What you need to do —
How many lines in the records below contain the string "post"? Matching is case-sensitive, so reply with the number alone.
========
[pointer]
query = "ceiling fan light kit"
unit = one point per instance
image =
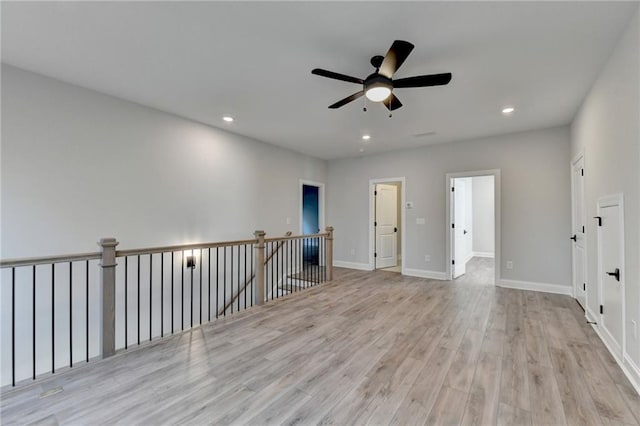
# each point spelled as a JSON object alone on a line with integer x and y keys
{"x": 378, "y": 87}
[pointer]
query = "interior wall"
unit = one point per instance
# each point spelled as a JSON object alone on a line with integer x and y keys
{"x": 606, "y": 130}
{"x": 78, "y": 165}
{"x": 535, "y": 201}
{"x": 483, "y": 215}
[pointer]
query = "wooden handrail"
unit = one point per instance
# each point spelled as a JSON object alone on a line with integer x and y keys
{"x": 248, "y": 281}
{"x": 12, "y": 263}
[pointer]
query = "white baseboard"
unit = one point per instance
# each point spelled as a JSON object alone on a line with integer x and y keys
{"x": 628, "y": 367}
{"x": 632, "y": 371}
{"x": 532, "y": 286}
{"x": 483, "y": 254}
{"x": 352, "y": 265}
{"x": 421, "y": 273}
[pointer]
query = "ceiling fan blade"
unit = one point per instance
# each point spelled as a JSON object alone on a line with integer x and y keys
{"x": 347, "y": 100}
{"x": 395, "y": 57}
{"x": 336, "y": 76}
{"x": 392, "y": 102}
{"x": 423, "y": 81}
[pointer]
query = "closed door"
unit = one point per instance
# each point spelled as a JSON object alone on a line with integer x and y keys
{"x": 611, "y": 274}
{"x": 386, "y": 225}
{"x": 459, "y": 227}
{"x": 579, "y": 256}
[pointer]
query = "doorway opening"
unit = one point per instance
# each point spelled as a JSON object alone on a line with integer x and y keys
{"x": 387, "y": 224}
{"x": 473, "y": 227}
{"x": 311, "y": 220}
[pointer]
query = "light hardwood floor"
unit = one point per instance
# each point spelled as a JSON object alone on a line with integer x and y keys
{"x": 369, "y": 347}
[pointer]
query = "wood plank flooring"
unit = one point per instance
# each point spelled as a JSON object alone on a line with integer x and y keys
{"x": 367, "y": 348}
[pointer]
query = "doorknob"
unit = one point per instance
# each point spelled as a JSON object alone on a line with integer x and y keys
{"x": 616, "y": 274}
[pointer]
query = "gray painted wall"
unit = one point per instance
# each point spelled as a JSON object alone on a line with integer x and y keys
{"x": 607, "y": 130}
{"x": 78, "y": 165}
{"x": 535, "y": 201}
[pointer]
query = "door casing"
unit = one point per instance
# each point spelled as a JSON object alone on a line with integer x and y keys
{"x": 576, "y": 223}
{"x": 603, "y": 202}
{"x": 403, "y": 222}
{"x": 497, "y": 227}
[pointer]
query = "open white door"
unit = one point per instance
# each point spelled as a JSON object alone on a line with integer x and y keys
{"x": 459, "y": 225}
{"x": 611, "y": 272}
{"x": 578, "y": 235}
{"x": 386, "y": 225}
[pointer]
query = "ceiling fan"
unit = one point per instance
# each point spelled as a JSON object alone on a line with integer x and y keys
{"x": 378, "y": 87}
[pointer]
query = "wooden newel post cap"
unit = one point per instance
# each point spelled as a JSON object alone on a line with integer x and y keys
{"x": 108, "y": 242}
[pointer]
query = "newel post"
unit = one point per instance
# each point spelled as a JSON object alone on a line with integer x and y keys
{"x": 329, "y": 261}
{"x": 108, "y": 293}
{"x": 258, "y": 266}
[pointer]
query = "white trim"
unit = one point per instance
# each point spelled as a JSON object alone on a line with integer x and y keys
{"x": 632, "y": 371}
{"x": 403, "y": 221}
{"x": 422, "y": 273}
{"x": 590, "y": 315}
{"x": 574, "y": 284}
{"x": 611, "y": 201}
{"x": 533, "y": 286}
{"x": 497, "y": 220}
{"x": 627, "y": 365}
{"x": 351, "y": 265}
{"x": 488, "y": 254}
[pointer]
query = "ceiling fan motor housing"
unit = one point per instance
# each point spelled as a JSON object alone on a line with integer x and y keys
{"x": 376, "y": 80}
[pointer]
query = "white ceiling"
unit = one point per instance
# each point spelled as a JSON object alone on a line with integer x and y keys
{"x": 253, "y": 60}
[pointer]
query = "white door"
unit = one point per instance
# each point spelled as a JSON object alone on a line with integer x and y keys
{"x": 386, "y": 225}
{"x": 611, "y": 271}
{"x": 578, "y": 232}
{"x": 459, "y": 227}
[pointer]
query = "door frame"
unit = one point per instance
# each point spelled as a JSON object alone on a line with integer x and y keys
{"x": 607, "y": 201}
{"x": 372, "y": 218}
{"x": 574, "y": 161}
{"x": 320, "y": 186}
{"x": 497, "y": 222}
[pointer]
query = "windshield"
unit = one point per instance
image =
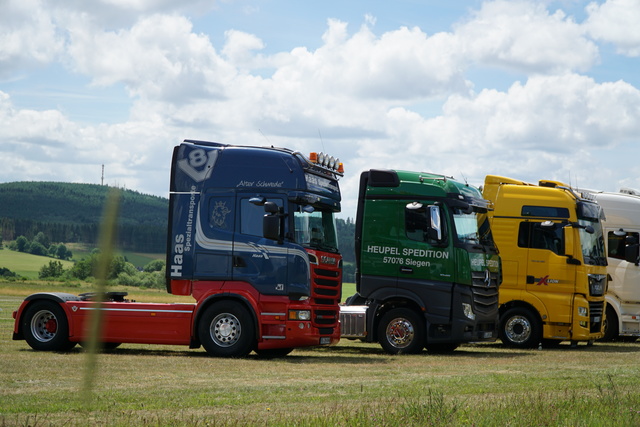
========
Answer to this exercise —
2